▶ 作業内容
a - ロボット速度制御の文書を二文で要約すること。
b - ロボット速度制御の文書の続きを、最後の文の後から示してください。

▶ 本文
説明

ネットワーク基盤のロボット制御システム及びネットワーク基盤のロボット制御システムにおけるロボット速度の制御方法

【課題】ネットワーク基盤のロボット制御システム及びネットワーク基盤のロボット制御システムにおけるロボット速度の制御方法を提供すること。
【解決手段】クライアントが上記ロボットにより撮影された映像データフレームの受信状態に応じてロボットの制御速度を計算し、計算されたロボットの制御速度を含むロボット制御メッセージを生成してロボットに送ることで、ロボットに、ロボット制御メッセージに含まれているロボット制御速度に応じて速度を変更させる。これにより、クライアントの映像データの受信状態に応じてロボットの速度を制御することから、ユーザーにクライアントの性能とは無関係に円滑にロボットの制御を行わせる。

【発明の詳細な説明】
【技術分野】
【0001】
本発明はロボット制御システムに係り、特に、ネットワーク基盤のロボット制御システム及びネットワーク基盤のロボット制御システムにおいてロボット速度を制御する方法に関する。

[名前付き物体を指し示すエントリ]
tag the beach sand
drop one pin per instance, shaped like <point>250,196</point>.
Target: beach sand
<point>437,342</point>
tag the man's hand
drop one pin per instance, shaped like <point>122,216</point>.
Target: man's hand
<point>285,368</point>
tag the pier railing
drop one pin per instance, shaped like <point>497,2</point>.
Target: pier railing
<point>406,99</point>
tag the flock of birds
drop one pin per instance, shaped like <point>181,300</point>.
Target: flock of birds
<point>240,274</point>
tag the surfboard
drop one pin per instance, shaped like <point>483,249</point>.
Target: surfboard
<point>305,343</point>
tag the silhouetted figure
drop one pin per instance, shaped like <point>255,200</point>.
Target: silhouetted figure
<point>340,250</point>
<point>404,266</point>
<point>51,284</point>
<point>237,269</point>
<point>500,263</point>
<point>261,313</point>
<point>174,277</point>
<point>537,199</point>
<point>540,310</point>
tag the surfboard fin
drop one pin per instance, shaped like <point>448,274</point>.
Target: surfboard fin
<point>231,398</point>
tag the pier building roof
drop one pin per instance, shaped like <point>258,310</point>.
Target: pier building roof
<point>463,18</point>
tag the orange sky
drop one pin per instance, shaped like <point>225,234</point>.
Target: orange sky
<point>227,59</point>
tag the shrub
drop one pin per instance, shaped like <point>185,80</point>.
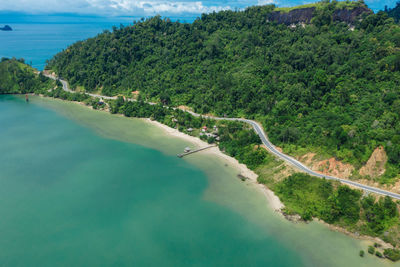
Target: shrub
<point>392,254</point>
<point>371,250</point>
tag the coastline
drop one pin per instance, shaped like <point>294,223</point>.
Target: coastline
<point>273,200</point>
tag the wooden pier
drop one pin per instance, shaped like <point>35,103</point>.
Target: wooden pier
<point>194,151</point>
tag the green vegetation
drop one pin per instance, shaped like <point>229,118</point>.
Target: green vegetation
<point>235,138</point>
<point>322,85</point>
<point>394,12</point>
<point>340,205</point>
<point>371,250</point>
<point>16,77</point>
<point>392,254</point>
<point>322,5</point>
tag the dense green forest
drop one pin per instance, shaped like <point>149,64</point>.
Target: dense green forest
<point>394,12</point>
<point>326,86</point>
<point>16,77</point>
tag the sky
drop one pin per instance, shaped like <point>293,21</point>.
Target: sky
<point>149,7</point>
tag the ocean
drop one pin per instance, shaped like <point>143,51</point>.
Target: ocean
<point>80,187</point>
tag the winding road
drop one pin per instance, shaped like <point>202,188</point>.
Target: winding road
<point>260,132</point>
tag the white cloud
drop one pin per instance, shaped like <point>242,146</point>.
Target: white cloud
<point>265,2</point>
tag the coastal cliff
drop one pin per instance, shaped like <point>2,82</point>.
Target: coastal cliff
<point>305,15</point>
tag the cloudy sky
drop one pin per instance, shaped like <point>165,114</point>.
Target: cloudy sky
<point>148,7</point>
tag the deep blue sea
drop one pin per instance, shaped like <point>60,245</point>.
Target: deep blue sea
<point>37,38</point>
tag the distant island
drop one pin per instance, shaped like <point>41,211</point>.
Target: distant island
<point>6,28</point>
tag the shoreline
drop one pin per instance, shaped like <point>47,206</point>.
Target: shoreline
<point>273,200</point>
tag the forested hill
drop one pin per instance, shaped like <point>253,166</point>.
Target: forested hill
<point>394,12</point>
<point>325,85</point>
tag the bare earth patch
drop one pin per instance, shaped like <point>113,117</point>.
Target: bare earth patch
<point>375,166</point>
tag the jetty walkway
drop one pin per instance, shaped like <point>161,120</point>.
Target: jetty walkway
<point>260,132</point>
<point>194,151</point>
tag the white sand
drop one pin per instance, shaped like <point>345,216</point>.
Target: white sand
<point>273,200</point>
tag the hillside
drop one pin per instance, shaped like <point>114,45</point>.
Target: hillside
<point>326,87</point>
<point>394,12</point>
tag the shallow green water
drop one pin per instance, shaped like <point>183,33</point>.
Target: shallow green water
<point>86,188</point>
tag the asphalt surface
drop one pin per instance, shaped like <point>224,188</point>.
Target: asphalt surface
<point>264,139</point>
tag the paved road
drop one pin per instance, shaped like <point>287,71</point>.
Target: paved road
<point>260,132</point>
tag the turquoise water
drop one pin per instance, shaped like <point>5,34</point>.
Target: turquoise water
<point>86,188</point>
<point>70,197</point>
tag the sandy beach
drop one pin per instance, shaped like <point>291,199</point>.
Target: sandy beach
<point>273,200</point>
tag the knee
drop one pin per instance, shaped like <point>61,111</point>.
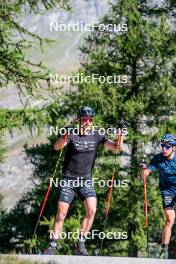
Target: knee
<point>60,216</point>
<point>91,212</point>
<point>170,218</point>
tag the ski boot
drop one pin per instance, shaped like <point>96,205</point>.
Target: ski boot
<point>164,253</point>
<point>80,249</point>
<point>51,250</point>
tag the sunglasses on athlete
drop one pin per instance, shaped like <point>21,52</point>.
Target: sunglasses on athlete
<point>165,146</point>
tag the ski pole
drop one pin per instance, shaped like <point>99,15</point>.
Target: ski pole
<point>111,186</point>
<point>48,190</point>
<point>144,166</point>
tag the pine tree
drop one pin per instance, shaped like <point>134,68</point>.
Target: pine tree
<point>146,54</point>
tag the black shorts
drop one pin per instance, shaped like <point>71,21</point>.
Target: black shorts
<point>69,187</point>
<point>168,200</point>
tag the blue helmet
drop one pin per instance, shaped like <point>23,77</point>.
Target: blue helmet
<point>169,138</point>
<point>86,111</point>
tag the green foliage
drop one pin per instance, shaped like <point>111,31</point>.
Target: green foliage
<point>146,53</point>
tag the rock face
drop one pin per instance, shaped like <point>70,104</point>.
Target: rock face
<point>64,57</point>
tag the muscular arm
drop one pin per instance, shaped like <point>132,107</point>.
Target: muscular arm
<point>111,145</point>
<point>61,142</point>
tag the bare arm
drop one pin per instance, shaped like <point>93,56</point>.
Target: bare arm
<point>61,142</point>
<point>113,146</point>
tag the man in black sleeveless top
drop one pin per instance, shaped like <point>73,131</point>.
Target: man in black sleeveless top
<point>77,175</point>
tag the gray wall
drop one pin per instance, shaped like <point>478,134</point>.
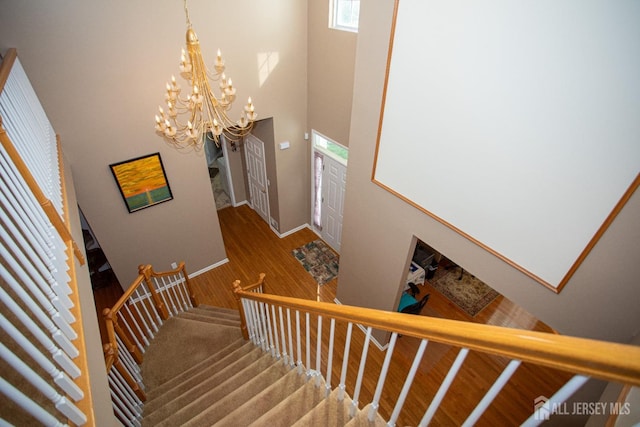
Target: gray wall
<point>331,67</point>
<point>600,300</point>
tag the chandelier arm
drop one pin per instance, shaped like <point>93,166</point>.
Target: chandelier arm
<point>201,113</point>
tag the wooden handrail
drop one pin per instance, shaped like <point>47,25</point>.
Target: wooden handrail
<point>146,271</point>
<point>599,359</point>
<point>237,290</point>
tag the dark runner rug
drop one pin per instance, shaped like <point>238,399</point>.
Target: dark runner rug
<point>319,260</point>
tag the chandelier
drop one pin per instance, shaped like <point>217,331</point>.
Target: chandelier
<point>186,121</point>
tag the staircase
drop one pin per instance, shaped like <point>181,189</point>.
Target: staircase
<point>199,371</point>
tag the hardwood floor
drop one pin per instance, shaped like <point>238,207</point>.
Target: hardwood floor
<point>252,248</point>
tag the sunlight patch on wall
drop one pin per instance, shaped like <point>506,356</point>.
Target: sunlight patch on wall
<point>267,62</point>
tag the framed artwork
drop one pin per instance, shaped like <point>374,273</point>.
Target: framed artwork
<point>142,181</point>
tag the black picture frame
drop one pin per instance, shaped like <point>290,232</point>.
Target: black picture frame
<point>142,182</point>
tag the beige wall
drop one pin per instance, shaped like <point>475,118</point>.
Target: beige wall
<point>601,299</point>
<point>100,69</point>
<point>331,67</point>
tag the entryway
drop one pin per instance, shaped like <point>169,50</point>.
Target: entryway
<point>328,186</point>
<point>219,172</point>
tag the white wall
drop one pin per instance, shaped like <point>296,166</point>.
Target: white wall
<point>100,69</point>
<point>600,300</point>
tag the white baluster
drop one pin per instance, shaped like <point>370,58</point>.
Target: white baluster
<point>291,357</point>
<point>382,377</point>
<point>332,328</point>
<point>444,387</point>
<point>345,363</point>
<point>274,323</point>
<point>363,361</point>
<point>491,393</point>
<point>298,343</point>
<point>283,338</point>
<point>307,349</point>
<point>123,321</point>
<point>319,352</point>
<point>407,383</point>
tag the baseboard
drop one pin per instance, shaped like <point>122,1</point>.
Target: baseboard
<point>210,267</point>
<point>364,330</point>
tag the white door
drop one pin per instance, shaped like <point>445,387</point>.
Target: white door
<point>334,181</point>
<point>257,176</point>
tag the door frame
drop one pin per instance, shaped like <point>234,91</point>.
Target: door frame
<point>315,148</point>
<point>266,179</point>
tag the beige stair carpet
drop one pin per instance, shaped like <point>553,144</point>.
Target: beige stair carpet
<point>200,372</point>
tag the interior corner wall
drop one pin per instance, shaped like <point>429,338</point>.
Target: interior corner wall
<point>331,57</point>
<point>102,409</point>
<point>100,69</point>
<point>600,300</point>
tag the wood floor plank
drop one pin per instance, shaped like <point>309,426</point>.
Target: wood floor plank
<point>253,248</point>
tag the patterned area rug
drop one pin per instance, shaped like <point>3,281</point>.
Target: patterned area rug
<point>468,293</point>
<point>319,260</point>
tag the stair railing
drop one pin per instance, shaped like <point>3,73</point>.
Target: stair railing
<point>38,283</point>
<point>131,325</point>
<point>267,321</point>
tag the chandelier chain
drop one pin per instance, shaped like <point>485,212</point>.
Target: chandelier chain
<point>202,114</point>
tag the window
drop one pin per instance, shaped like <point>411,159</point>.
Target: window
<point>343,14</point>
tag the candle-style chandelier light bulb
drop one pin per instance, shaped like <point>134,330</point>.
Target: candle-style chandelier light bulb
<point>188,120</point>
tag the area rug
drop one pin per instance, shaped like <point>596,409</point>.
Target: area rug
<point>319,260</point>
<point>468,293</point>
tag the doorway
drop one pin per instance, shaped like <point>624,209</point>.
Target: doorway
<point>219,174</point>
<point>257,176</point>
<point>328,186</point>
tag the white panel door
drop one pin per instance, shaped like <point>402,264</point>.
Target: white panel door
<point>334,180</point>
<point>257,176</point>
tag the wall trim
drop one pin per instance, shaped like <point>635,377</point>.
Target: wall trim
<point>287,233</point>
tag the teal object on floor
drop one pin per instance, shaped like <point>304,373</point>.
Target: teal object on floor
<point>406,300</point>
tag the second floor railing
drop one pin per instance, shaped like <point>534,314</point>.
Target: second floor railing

▶ 作業ごとの結果
a - ネットワーク基盤のロボット制御システムでは、クライアントがロボットの撮影した映像データフレームの受信状態に応じてロボットの制御速度を計算し、その速度を含むロボット制御メッセージをロボットに送って速度を変更させる。これにより、クライアントの性能とは無関係に、ユーザーはロボットを円滑に制御できる。

b -
【背景技術】
【0002】
一般に、各種の感覚に対応するセンサーをもって、特定の指令に従って自ら判断して行動する機械をロボットという。この種のロボットは、ユーザーが与える役目により使い分けられるが、近年、掃除用のロボット、玩具型のロボットなどのヒューマンロボットへと次第に発展しており、さらには、1台のロボットが多数の機能を併せ持つように開発されている。
【0003】
また、ロボットは、人間とのコミュニケーションにより各種のサービスを提供可能に開発されているが、最近に至っては、URC(Ubiquitous Robotic Companion)システムなどのネットワーク技術を基にロボットを制御可能にするシステムが開発されている。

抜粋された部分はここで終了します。